→ **Extract**

Oliver interrupted to portray opposition to Trump as a matter of simple decency, “As an actual human, partially-functioning human.”
Colbert quickly agreed and continued, “Exactly, things that gave your soul some vigor, they kept you going. Some of them last time were the protests at the airports after the Muslim ban, that was a big one.”
Oliver replied by longing for “The Resistance” days of yore:
I will say that there was a really interesting quote that we used from one of the lawyers inside the DOJ who was fighting some of the travel bans at the time. He said that seeing people occupy those airports, seeing them protest was really useful to him in terms of energizing him and making people feel like they were acting on behalf of the people's will, and he said activism outside our building helped with the activism inside of it, and I think that's important to remember: you can send a message and not have to wait just to vote. It's valuable to send messages even if that message is [bleep] this [bleep]. That's sometimes, it's sometimes the strongest message to send.

→ **Task A**
Rewrite the Oliver and Colbert exchange between "Oliver replied by" and "message to send.", inclusive, using "organizing" in place of "activism".
→ **Task B**
Resume the Oliver and Colbert exchange by writing what comes after its final sentence.

[Natural-language object grounding data]
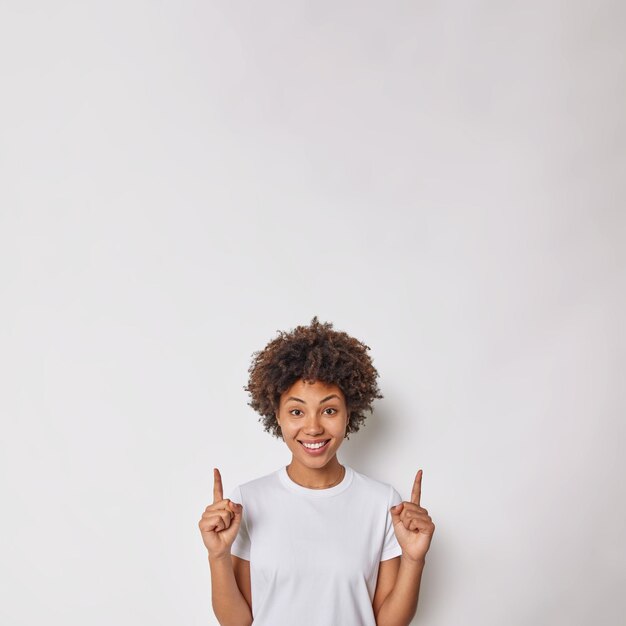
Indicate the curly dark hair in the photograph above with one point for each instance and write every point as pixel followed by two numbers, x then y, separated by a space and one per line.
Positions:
pixel 314 352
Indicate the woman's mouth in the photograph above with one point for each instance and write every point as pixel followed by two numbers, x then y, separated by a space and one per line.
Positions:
pixel 315 449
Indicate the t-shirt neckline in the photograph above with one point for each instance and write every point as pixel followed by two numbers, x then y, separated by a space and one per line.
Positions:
pixel 316 493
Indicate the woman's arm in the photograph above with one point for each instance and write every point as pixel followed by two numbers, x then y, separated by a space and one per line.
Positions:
pixel 229 603
pixel 399 606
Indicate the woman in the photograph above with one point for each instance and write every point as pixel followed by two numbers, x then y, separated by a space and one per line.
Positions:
pixel 315 543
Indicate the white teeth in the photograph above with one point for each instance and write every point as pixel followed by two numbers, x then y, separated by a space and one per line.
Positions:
pixel 314 446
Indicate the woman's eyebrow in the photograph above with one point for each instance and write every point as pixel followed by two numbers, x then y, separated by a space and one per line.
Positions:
pixel 332 395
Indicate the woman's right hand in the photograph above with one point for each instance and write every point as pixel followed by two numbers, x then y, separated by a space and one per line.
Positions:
pixel 220 521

→ **Output A**
Oliver replied by longing for “The Resistance” days of yore:
I will say that there was a really interesting quote that we used from one of the lawyers inside the DOJ who was fighting some of the travel bans at the time. He said that seeing people occupy those airports, seeing them protest was really useful to him in terms of energizing him and making people feel like they were acting on behalf of the people's will, and he said organizing outside our building helped with the organizing inside of it, and I think that's important to remember: you can send a message and not have to wait just to vote. It's valuable to send messages even if that message is [bleep] this [bleep]. That's sometimes, it's sometimes the strongest message to send.

→ **Output B**
Maybe Oliver can take that message to the South African government and tell them that it doesn’t make sense to expect Uncle Sam to keep funneling money to a government that seeks to undermine his foreign policy objectives.
Here is a transcript for the February 16 and 17 shows:
HBO Last Week Tonight
2/16/2025
11:30 PM ET
JOHN OLIVER: Yeah, it's awful. And it's somehow made even worse by the "We value you" message on the shuttered window, which they should probably now change to "We value you, but unfortunately we can't help you, thanks to one of the worst white guys South Africa has ever produced, parentheses, which is really saying something."
Now, after blowback to all this, the Trump Administration announced that they'd given limited waivers for some lifesaving programs, but unfortunately, thanks to the sheer confusion over who is even eligible, the waivers have not resulted in the resumption of many vital programs, and that is what they don't seem to get about shutting down work like this.
Even if the faucets get turned back on completely, which they almost certainly won't, huge damage will still have been done. For instance, USAID funds things like antiretroviral treatments that prevent HIV being transmitted to babies before, during, and after birth. As one agency employee put it just a few days into the pause, already, "At a minimum, 300 babies that wouldn't have had HIV, now do."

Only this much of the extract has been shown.